Task to carry out: Please restate every line below exactly, without any pictures.
-- Opening Marker --
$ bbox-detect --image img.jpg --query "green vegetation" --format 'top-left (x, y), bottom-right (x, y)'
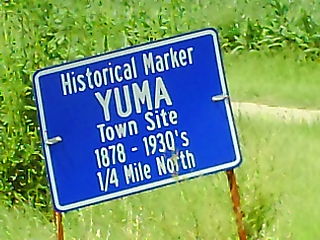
top-left (0, 0), bottom-right (319, 239)
top-left (1, 0), bottom-right (319, 206)
top-left (225, 50), bottom-right (320, 108)
top-left (1, 116), bottom-right (319, 239)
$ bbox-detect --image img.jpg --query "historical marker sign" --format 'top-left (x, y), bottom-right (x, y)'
top-left (33, 28), bottom-right (241, 212)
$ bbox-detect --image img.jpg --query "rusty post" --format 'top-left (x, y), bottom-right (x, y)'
top-left (226, 169), bottom-right (247, 240)
top-left (54, 210), bottom-right (64, 240)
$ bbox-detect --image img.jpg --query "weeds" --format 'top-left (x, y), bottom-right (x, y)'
top-left (0, 0), bottom-right (319, 211)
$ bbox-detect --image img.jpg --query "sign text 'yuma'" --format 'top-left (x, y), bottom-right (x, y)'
top-left (60, 47), bottom-right (193, 122)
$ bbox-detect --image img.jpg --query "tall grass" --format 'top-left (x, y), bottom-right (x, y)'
top-left (1, 115), bottom-right (319, 239)
top-left (0, 0), bottom-right (319, 210)
top-left (225, 49), bottom-right (320, 108)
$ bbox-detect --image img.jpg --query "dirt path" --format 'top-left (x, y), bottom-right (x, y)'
top-left (231, 102), bottom-right (320, 123)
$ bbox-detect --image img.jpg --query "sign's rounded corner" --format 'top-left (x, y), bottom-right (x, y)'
top-left (231, 156), bottom-right (242, 169)
top-left (53, 198), bottom-right (68, 212)
top-left (202, 27), bottom-right (219, 37)
top-left (33, 69), bottom-right (44, 86)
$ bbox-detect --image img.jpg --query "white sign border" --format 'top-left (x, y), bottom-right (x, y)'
top-left (33, 28), bottom-right (241, 212)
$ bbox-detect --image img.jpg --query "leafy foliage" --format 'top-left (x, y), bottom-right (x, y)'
top-left (0, 0), bottom-right (319, 209)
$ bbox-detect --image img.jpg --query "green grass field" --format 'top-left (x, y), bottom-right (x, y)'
top-left (225, 50), bottom-right (320, 109)
top-left (1, 116), bottom-right (319, 239)
top-left (1, 0), bottom-right (319, 239)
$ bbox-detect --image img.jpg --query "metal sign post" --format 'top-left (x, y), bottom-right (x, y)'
top-left (226, 170), bottom-right (247, 240)
top-left (53, 210), bottom-right (64, 240)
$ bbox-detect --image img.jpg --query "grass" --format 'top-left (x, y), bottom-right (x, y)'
top-left (237, 115), bottom-right (320, 239)
top-left (1, 115), bottom-right (319, 239)
top-left (224, 49), bottom-right (320, 109)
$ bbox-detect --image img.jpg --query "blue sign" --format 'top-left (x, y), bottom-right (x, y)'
top-left (33, 28), bottom-right (241, 212)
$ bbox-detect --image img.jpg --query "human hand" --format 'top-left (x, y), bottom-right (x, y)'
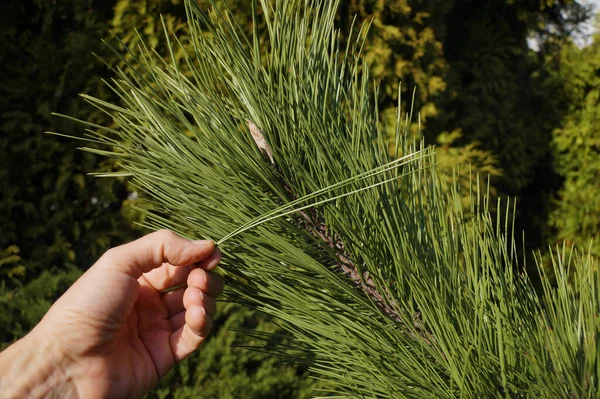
top-left (0, 230), bottom-right (223, 399)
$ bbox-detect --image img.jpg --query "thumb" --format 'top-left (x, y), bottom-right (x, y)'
top-left (101, 229), bottom-right (216, 279)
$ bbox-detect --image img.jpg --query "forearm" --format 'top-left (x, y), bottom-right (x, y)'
top-left (0, 328), bottom-right (78, 399)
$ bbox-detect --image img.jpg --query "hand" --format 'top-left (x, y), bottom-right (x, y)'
top-left (0, 230), bottom-right (223, 399)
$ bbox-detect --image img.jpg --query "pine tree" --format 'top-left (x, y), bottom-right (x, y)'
top-left (65, 0), bottom-right (600, 396)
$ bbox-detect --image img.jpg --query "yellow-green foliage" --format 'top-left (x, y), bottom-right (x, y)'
top-left (336, 1), bottom-right (500, 207)
top-left (549, 30), bottom-right (600, 256)
top-left (435, 130), bottom-right (502, 210)
top-left (337, 0), bottom-right (448, 128)
top-left (0, 246), bottom-right (25, 281)
top-left (112, 0), bottom-right (188, 58)
top-left (0, 267), bottom-right (82, 347)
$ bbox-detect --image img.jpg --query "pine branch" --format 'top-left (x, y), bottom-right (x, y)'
top-left (245, 120), bottom-right (443, 360)
top-left (58, 0), bottom-right (600, 397)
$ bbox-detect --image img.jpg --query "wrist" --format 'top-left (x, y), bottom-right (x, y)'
top-left (0, 326), bottom-right (79, 398)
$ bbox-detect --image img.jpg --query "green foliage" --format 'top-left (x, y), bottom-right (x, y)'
top-left (0, 267), bottom-right (82, 347)
top-left (0, 0), bottom-right (139, 292)
top-left (549, 29), bottom-right (600, 257)
top-left (116, 0), bottom-right (500, 217)
top-left (72, 1), bottom-right (600, 396)
top-left (428, 0), bottom-right (588, 191)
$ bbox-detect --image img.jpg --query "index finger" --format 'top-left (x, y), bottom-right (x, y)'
top-left (101, 229), bottom-right (216, 279)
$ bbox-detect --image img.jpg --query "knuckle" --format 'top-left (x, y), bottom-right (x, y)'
top-left (156, 229), bottom-right (176, 240)
top-left (99, 247), bottom-right (118, 266)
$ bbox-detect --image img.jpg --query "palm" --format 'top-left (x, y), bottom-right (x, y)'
top-left (100, 283), bottom-right (174, 398)
top-left (112, 283), bottom-right (175, 396)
-- Closing Marker --
Result of this exercise:
$ bbox-detect --image img.jpg --query "green vegetation" --format 'top-left (x, y), bottom-right (x, y)'
top-left (0, 0), bottom-right (319, 239)
top-left (1, 0), bottom-right (319, 206)
top-left (225, 50), bottom-right (320, 108)
top-left (1, 116), bottom-right (319, 239)
$ bbox-detect --image img.jpg --query "historical marker sign" --format 'top-left (x, y), bottom-right (x, y)'
top-left (33, 28), bottom-right (241, 212)
$ bbox-detect --image img.jpg --query "rusty post" --format 'top-left (x, y), bottom-right (x, y)'
top-left (226, 169), bottom-right (247, 240)
top-left (54, 210), bottom-right (64, 240)
$ bbox-detect --image img.jpg --query "weeds" --format 'top-left (x, y), bottom-right (x, y)'
top-left (0, 0), bottom-right (319, 211)
$ bbox-detect --image img.jpg --query "sign text 'yuma'" --format 'top-left (x, y), bottom-right (x, y)'
top-left (60, 47), bottom-right (193, 122)
$ bbox-detect --image img.jpg --query "tall grass" --format 'top-left (x, y), bottom-right (x, y)'
top-left (1, 115), bottom-right (319, 239)
top-left (0, 0), bottom-right (319, 210)
top-left (225, 49), bottom-right (320, 108)
$ bbox-detect --image img.jpg --query "dirt path" --format 'top-left (x, y), bottom-right (x, y)'
top-left (231, 102), bottom-right (320, 123)
$ bbox-detect --image img.jpg --query "sign's rounded corner" --format 'top-left (x, y), bottom-right (x, y)'
top-left (231, 156), bottom-right (242, 169)
top-left (53, 198), bottom-right (68, 212)
top-left (202, 27), bottom-right (219, 37)
top-left (33, 69), bottom-right (44, 86)
$ bbox-detect --image img.jpg --query "white sign border" --format 'top-left (x, y), bottom-right (x, y)'
top-left (33, 28), bottom-right (241, 212)
$ bbox-detect --image img.jpg --query "leafy foliage" --format 'top-left (x, y), bottom-right (x, y)'
top-left (0, 0), bottom-right (319, 209)
$ bbox-detect --image img.jpg --query "green grass field" --format 'top-left (x, y), bottom-right (x, y)'
top-left (225, 50), bottom-right (320, 109)
top-left (1, 116), bottom-right (319, 239)
top-left (1, 0), bottom-right (319, 239)
$ bbox-detect --image img.jpg --query "metal sign post" --format 'top-left (x, y), bottom-right (x, y)'
top-left (226, 170), bottom-right (247, 240)
top-left (53, 210), bottom-right (64, 240)
$ bbox-detect --image img.jpg --query "grass" --format 'top-left (x, y), bottom-right (x, y)'
top-left (237, 115), bottom-right (320, 239)
top-left (1, 115), bottom-right (319, 239)
top-left (224, 49), bottom-right (320, 109)
$ bbox-detect --image img.jpg --query "blue sign" --format 'top-left (x, y), bottom-right (x, y)'
top-left (33, 28), bottom-right (241, 212)
$ bbox-detect --image img.jpg --query "human hand" --format 'top-left (x, y), bottom-right (x, y)'
top-left (0, 230), bottom-right (223, 399)
$ bbox-detect --image img.jpg --query "thumb" --format 'top-left (x, y), bottom-right (x, y)'
top-left (101, 229), bottom-right (216, 279)
$ bbox-detect --image img.jpg --query "forearm" --format 'top-left (x, y), bottom-right (x, y)'
top-left (0, 328), bottom-right (78, 399)
$ bbox-detect --image img.jpg --query "hand" --format 'top-left (x, y), bottom-right (x, y)'
top-left (0, 230), bottom-right (223, 399)
$ bbox-detect --image img.jpg --query "pine tree" --format 'top-left (x, y), bottom-right (x, y)'
top-left (65, 0), bottom-right (600, 396)
$ bbox-detect --image img.jpg --query "yellow-green foliage" --format 'top-left (x, y), bottom-right (x, y)'
top-left (336, 1), bottom-right (500, 207)
top-left (549, 30), bottom-right (600, 256)
top-left (435, 130), bottom-right (502, 210)
top-left (337, 0), bottom-right (448, 128)
top-left (0, 246), bottom-right (25, 281)
top-left (112, 0), bottom-right (188, 58)
top-left (0, 267), bottom-right (82, 347)
$ bbox-detect --image img.jpg --query "pine branch" --format 'top-left (x, y), bottom-right (x, y)'
top-left (245, 120), bottom-right (443, 360)
top-left (58, 0), bottom-right (600, 397)
$ bbox-detect --image img.jpg --query "wrist" --format 'top-left (x, y), bottom-right (x, y)'
top-left (0, 326), bottom-right (79, 398)
$ bbox-detect --image img.jpg --query "green foliage" --format 'top-left (x, y), bottom-right (x, y)'
top-left (0, 267), bottom-right (82, 347)
top-left (0, 0), bottom-right (139, 292)
top-left (549, 29), bottom-right (600, 257)
top-left (116, 0), bottom-right (500, 217)
top-left (72, 1), bottom-right (600, 396)
top-left (428, 0), bottom-right (588, 191)
$ bbox-detect --image img.jpg --query "index finger" --format 'top-left (x, y), bottom-right (x, y)'
top-left (101, 229), bottom-right (216, 279)
$ bbox-detect --image img.jpg --query "knuckle" --format 'top-left (x, y), bottom-right (x, y)'
top-left (156, 229), bottom-right (176, 240)
top-left (99, 247), bottom-right (118, 266)
$ bbox-detect --image img.jpg --query "palm" --format 'top-left (x, y), bottom-right (x, y)'
top-left (100, 283), bottom-right (174, 398)
top-left (112, 283), bottom-right (175, 396)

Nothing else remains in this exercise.